>>
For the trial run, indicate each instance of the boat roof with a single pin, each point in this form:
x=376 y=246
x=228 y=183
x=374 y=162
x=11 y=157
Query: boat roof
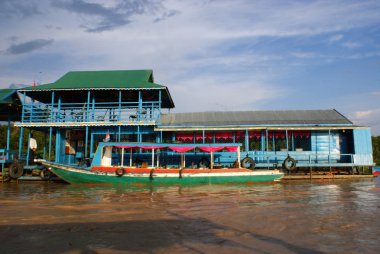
x=73 y=86
x=264 y=118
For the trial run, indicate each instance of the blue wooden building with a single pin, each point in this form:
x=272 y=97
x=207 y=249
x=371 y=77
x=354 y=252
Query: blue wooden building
x=83 y=108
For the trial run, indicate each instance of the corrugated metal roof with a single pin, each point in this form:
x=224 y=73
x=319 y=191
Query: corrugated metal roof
x=127 y=79
x=254 y=118
x=6 y=95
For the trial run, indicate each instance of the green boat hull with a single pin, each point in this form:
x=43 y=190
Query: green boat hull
x=77 y=176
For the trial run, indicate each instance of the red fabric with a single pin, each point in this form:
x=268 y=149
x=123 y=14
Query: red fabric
x=210 y=149
x=198 y=136
x=126 y=146
x=184 y=136
x=277 y=134
x=224 y=135
x=181 y=149
x=150 y=147
x=231 y=148
x=254 y=134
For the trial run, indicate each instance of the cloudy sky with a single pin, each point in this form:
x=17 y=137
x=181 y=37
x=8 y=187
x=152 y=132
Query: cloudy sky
x=213 y=55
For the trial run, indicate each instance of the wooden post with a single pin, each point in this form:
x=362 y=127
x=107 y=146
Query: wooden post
x=130 y=158
x=211 y=160
x=122 y=156
x=152 y=157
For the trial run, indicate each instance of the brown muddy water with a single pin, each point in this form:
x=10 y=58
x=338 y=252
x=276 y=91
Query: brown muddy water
x=291 y=217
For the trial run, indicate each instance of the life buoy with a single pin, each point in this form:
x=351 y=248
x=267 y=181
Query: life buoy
x=120 y=171
x=289 y=163
x=248 y=162
x=6 y=177
x=16 y=170
x=204 y=163
x=45 y=174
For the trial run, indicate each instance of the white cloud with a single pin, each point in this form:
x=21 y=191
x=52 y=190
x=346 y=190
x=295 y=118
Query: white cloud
x=336 y=38
x=351 y=45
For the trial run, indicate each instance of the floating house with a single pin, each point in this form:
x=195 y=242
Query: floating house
x=83 y=108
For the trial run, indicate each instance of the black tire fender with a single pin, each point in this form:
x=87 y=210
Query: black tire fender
x=204 y=163
x=120 y=172
x=151 y=174
x=16 y=170
x=45 y=174
x=290 y=163
x=248 y=162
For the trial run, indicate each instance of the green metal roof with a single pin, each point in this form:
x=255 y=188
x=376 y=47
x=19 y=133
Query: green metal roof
x=73 y=86
x=127 y=79
x=10 y=104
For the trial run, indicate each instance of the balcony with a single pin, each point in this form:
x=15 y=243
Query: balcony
x=93 y=114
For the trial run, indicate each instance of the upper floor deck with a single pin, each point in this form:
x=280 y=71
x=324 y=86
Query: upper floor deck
x=90 y=114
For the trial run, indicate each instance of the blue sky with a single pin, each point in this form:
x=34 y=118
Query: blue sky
x=213 y=55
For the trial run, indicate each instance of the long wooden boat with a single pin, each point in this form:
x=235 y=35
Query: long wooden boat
x=102 y=169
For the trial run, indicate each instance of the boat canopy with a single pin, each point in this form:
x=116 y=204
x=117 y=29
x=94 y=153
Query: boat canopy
x=231 y=147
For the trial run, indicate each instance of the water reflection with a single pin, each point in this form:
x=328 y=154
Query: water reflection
x=296 y=217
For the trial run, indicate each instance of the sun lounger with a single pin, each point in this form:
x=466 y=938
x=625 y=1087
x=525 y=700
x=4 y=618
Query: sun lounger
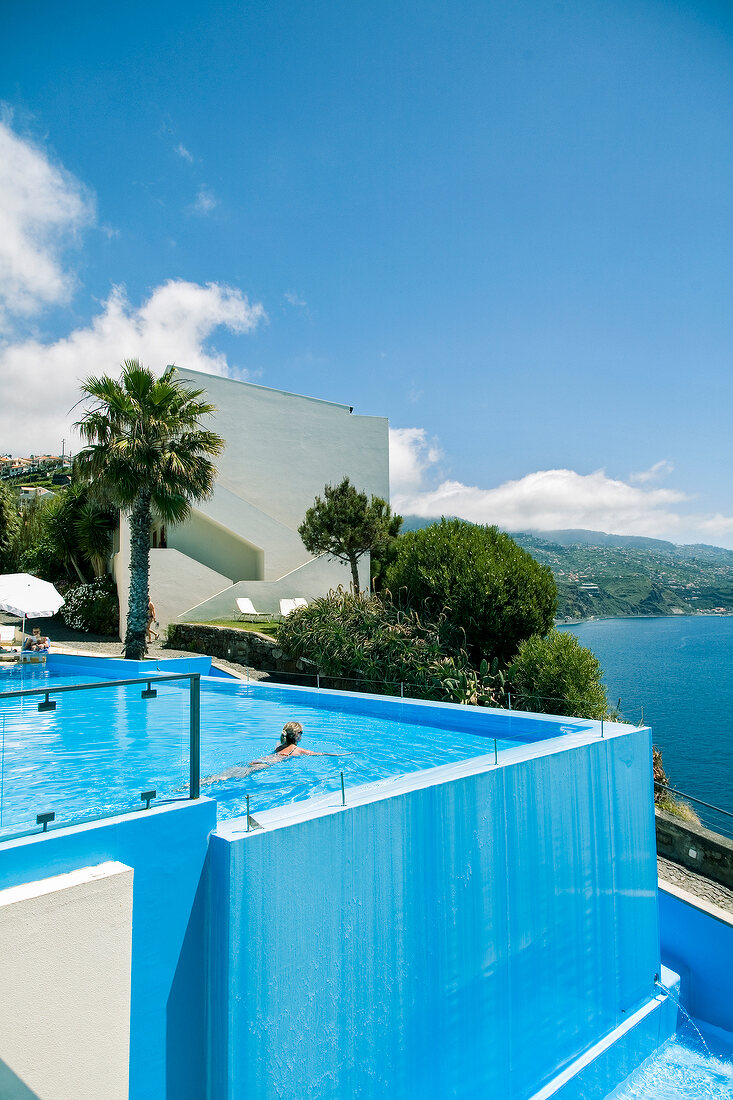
x=248 y=611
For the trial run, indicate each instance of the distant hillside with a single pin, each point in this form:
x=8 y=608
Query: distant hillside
x=599 y=574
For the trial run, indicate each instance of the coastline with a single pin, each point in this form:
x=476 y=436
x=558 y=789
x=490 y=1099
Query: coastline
x=603 y=618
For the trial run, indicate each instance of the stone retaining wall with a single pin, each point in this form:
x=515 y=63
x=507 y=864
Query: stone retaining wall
x=242 y=647
x=696 y=847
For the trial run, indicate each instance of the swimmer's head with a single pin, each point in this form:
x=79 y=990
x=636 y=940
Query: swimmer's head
x=292 y=732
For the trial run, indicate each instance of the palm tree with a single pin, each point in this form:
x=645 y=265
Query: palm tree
x=148 y=454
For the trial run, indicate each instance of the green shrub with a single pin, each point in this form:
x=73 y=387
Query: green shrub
x=558 y=675
x=489 y=593
x=93 y=607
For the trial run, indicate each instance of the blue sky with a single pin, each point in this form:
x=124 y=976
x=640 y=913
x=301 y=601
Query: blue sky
x=506 y=227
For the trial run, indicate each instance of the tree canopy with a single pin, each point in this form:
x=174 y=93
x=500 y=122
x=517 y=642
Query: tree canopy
x=346 y=525
x=558 y=675
x=492 y=593
x=150 y=455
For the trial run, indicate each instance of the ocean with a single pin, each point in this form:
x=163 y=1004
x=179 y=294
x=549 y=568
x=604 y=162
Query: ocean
x=677 y=673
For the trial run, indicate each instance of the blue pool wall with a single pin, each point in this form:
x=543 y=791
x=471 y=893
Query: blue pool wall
x=109 y=668
x=167 y=849
x=470 y=936
x=698 y=944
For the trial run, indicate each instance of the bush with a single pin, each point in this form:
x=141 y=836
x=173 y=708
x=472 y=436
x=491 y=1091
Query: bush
x=368 y=639
x=491 y=593
x=93 y=607
x=558 y=675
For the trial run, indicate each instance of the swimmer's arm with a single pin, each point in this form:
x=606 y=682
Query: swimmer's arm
x=309 y=752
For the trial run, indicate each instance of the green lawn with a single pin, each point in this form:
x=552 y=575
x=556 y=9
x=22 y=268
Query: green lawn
x=269 y=628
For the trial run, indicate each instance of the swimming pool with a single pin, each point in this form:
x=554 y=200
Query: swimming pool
x=98 y=750
x=682 y=1069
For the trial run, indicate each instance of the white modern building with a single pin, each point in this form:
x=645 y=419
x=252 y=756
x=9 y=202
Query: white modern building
x=282 y=449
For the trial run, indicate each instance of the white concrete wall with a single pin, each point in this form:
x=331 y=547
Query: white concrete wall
x=65 y=944
x=314 y=579
x=282 y=449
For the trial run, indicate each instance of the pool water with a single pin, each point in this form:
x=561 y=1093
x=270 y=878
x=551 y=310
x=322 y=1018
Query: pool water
x=100 y=749
x=682 y=1069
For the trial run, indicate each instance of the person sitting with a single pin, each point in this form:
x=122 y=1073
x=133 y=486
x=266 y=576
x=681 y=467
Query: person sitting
x=36 y=642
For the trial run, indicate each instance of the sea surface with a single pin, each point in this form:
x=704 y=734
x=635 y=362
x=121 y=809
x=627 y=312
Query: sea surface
x=677 y=673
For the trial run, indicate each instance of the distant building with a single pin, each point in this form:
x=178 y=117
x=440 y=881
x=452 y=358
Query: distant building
x=282 y=449
x=31 y=493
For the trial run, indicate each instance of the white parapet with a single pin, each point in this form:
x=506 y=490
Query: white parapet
x=65 y=944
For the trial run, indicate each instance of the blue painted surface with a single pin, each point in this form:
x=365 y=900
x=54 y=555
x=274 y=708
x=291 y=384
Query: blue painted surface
x=468 y=938
x=167 y=849
x=700 y=948
x=99 y=749
x=109 y=668
x=636 y=1040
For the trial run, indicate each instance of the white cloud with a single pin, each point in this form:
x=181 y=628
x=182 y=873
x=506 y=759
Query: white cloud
x=205 y=201
x=42 y=210
x=41 y=381
x=659 y=470
x=411 y=457
x=547 y=499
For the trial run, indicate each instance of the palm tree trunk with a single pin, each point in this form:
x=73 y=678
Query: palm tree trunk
x=354 y=574
x=135 y=642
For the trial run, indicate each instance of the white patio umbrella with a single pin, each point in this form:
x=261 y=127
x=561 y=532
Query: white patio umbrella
x=28 y=597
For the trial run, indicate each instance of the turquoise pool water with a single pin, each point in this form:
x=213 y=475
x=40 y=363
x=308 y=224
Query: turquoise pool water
x=100 y=749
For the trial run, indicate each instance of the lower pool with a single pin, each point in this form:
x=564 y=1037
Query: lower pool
x=98 y=750
x=682 y=1069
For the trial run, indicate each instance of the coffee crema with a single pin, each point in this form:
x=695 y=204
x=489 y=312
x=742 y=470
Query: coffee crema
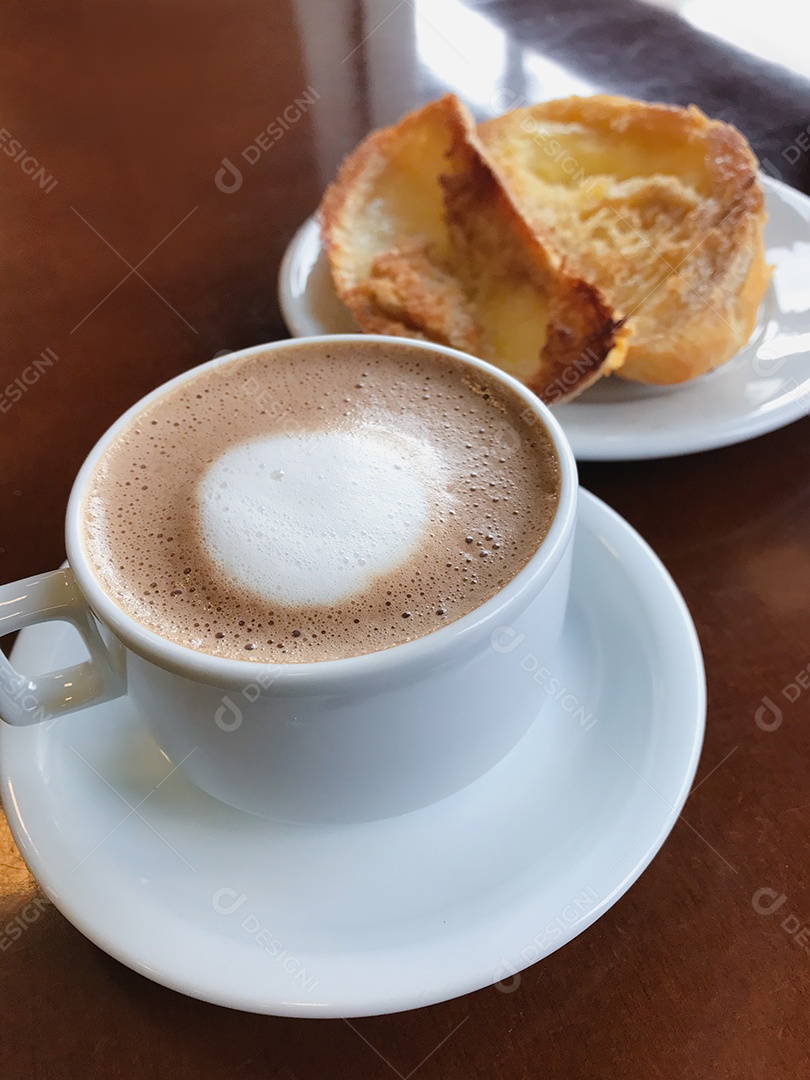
<<
In the listing above, find the line holding "For the trial run, indicate each instance of the long" and the line holding "x=490 y=1099". Reproduce those two lines and all between them exactly, leaving out pictures.

For the trial run, indicate each instance of the long wooden boat with a single pin, each point in this form:
x=235 y=35
Query: long wooden boat
x=102 y=169
For the trial run, indicate each instance of the boat canopy with a single pin, each point in this form:
x=116 y=204
x=117 y=29
x=94 y=153
Query: boat canopy
x=231 y=147
For the trial run, indicate each instance of the water reflection with a single pin, each point in this form:
x=328 y=154
Query: water reflection
x=296 y=217
For the trial run, indicate each instance of the sun lounger with a single pin, each point in this form:
x=466 y=938
x=625 y=1087
x=525 y=700
x=4 y=618
Query: sun lounger
x=248 y=611
For the trial run, indicate each instance of the distant hillside with a single pin, each point in this form:
x=8 y=608
Query: distant hillside
x=599 y=574
For the trial run, indicate each instance of the coastline with a single pin, each point in this form:
x=476 y=436
x=558 y=789
x=490 y=1099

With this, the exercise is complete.